◆ **REQUEST**: Please change "dirt path" to "gravel trail" throughout the records below and reproduce them with everything else untouched. Leave the pictures out of what you return.

[Stored dataset items]
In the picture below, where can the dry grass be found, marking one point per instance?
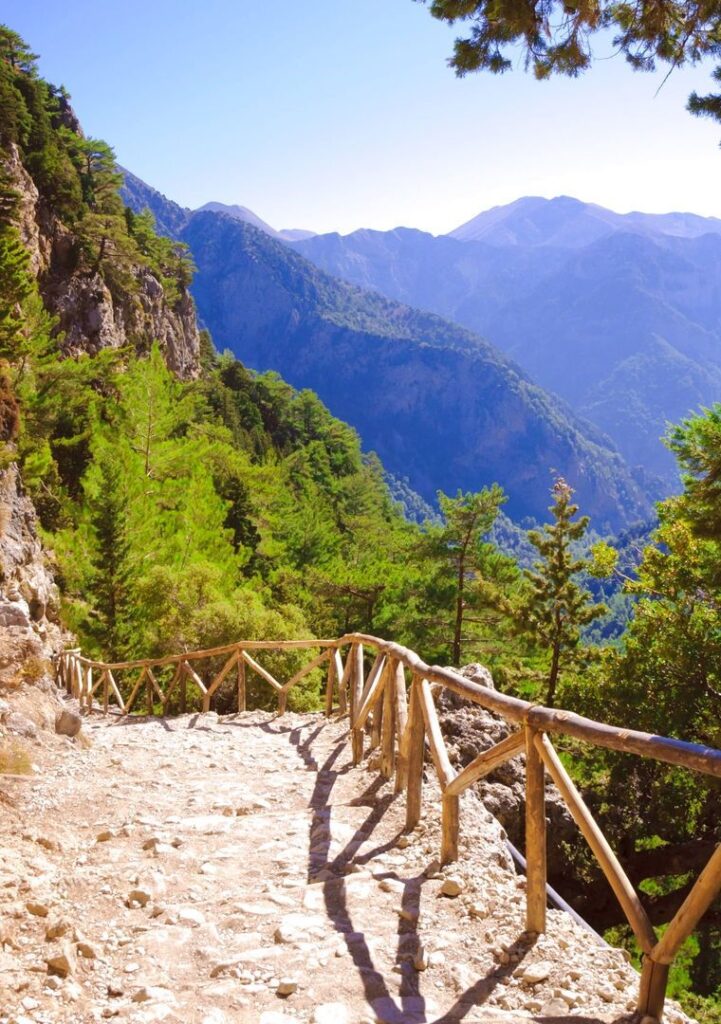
(14, 759)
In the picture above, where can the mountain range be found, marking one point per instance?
(620, 314)
(440, 406)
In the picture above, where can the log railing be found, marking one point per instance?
(395, 714)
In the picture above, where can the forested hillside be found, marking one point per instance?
(617, 314)
(185, 500)
(439, 404)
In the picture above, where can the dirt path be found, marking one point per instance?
(205, 870)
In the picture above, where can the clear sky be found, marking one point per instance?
(334, 115)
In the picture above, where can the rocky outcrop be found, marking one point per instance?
(468, 729)
(92, 313)
(30, 633)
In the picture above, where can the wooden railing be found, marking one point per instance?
(397, 715)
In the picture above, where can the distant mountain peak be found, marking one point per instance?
(249, 217)
(570, 223)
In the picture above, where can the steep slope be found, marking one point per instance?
(621, 315)
(438, 404)
(570, 223)
(243, 213)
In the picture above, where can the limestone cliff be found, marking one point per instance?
(29, 598)
(91, 312)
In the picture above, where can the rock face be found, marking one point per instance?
(29, 599)
(468, 729)
(90, 314)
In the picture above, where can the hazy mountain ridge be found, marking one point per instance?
(624, 324)
(439, 404)
(569, 222)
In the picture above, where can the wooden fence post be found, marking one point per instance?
(355, 692)
(654, 978)
(400, 699)
(535, 836)
(415, 751)
(330, 682)
(182, 707)
(388, 721)
(241, 683)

◆ **SOLVED PROBLEM**:
In the picture below, where can the dry grass be found, marking one point per instance?
(14, 759)
In the picture above, where can the mountain range be found, marking one point per instance?
(620, 314)
(440, 406)
In the picture above, where can the log railing be found, marking one point per instance?
(395, 714)
In the picture above, where can the forested hillside be found, marking one point per instance?
(617, 314)
(185, 500)
(439, 404)
In the picture above, where can the gravel trail be found, marking one point per instance?
(205, 870)
In the picture above, where can the clear sky be found, marking one point per instance?
(334, 115)
In the picture above, where can the rocky outcrop be found, marking one point per instance?
(468, 729)
(92, 313)
(30, 633)
In the picture above, where can the wooden railing be found, marking one point per instance?
(397, 715)
In the picture above, where can the distant mountain peak be found, marking one point per instance?
(249, 217)
(570, 223)
In the picture above, where can the steep slope be found, marking one point per instance?
(621, 315)
(438, 404)
(570, 223)
(243, 213)
In the picture above, where can the limestone cliff be found, marking one point per instance?
(29, 598)
(91, 312)
In the picture above, where can the rock face be found, marking one point per instance?
(29, 599)
(468, 729)
(90, 314)
In the picture above, where can the hazy mountain ridge be found, marking one point per instance?
(624, 324)
(439, 404)
(569, 222)
In the picture above, where can the wooden fence post be found, marking one point per instance?
(355, 692)
(654, 978)
(400, 699)
(535, 836)
(415, 751)
(330, 682)
(182, 707)
(388, 721)
(241, 683)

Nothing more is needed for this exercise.